++++ Tekstblok

I, 347-353
In een lange beschrijvende uitweiding over het ten gehore
gebrachte muziekstuk dat Swann verhindert de plaat te poetsen, probeert Proust
ons te overtuigen van de ‘realiteit’ van het zinnetje dat onze treurende Swann
zo ontroerd, van de ‘Swann-zang’, zouden we kunnen stellen. Welk een leed moet
er bij de componist, Vinteuil, niet achter hebben gezeten dat hij zoiets heeft
kunnen maken? Dat hij in zijn muziek de vreugde én de smart van Swanns liefde
voor Odette heeft kunnen veraanschouwelijken, en wel op een zo troostende
manier dat meteen alle verdriet wordt gerelativeerd – ‘Qu’est-ce cela? tout cela n’est rien.’ (348:28) – doordat het
lijkt te worden opgenomen in een kosmisch geheel dat al het aardse, waar
uiteraard al die anderen die bij het concert aanwezig zijn, al dan niet
gemonocled, overstijgt en waar zij geen besef van hebben? Hoe dat precies
gebeurt, daar valt met de rede niet achter te komen. Muzikale motieven zijn als
een soort ideeën, impénétrables à
l’intelligence (349:18-19). Maar ze hebben wel een dermate sterk vermogen
om in onze ziel – door toedoen van de componist – aansluiting te vinden bij de
daar aanwezige emoties, dat ze beslist als evenwaardig kunnen beschouwd worden
met les idées de l’intelligence (350:11).
Eens gehoord en begrepen, blijven ze in ons aanwezig. We kunnen niet terugkeren
naar de staat waarin we ze nog niet kenden. De verrijking die ze ons hebben
bezorgd, raken we nooit meer kwijt. Ze zullen ons totderdood vergezellen. En, besluit Proust bevlogen, la mort avec elles a quelque chose de moins
amer, de moins inglorieux, peut-être de moins probable (350:41-42). Muziek
maakt onsterfelijk. En het gaat wel degelijk over instrumentale muziek: de
woorden van een lied zouden maar afleiden van de essentie.
Swann voelt een
verlangen om die componist, inconnu et
sublime (348:31), te leren kennen: qu’avait
pu être sa vie? au fond de quelles douleurs avait-il puisé cette force de dieu,
cette puissance illimitée de créer? (348:32-34).
De ijle droomtoestand waarin Swann zich door toedoen van de
muziek bevindt, wordt bruusk afgebroken door de comtesse de Monteriender, célèbre par ses naïvetés (353:5). Zij
buigt zich, avant même que la sonate fût
finie (353:6-7) naar hem toe om hem kond te doen van haar verrukking: zij
vond de zojuist ondergane ervaring al even sterk als die keer bij de tables tournantes (353:14-15)! De
betovering is verbroken, het muziekstuk ten einde!

++++++++

• _Details opgave_
Schrijf uit de tekst hierboven over Swann en de muziek van Vinteuil het gedeelte woordelijk over dat begint met "De ijle droomtoestand" en doorloopt tot en met "muziekstuk ten einde!".

++++ Aangeleverde gegevens

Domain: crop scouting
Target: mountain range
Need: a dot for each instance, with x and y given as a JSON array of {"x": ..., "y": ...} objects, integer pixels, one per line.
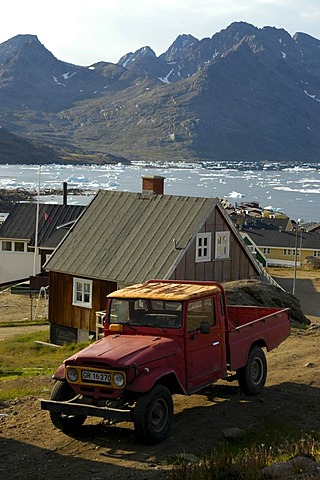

++++++++

• _Antwoord hieronder_
De ijle droomtoestand waarin Swann zich door toedoen van de
muziek bevindt, wordt bruusk afgebroken door de comtesse de Monteriender, célèbre par ses naïvetés (353:5). Zij
buigt zich, avant même que la sonate fût
finie (353:6-7) naar hem toe om hem kond te doen van haar verrukking: zij
vond de zojuist ondergane ervaring al even sterk als die keer bij de tables tournantes (353:14-15)! De
betovering is verbroken, het muziekstuk ten einde!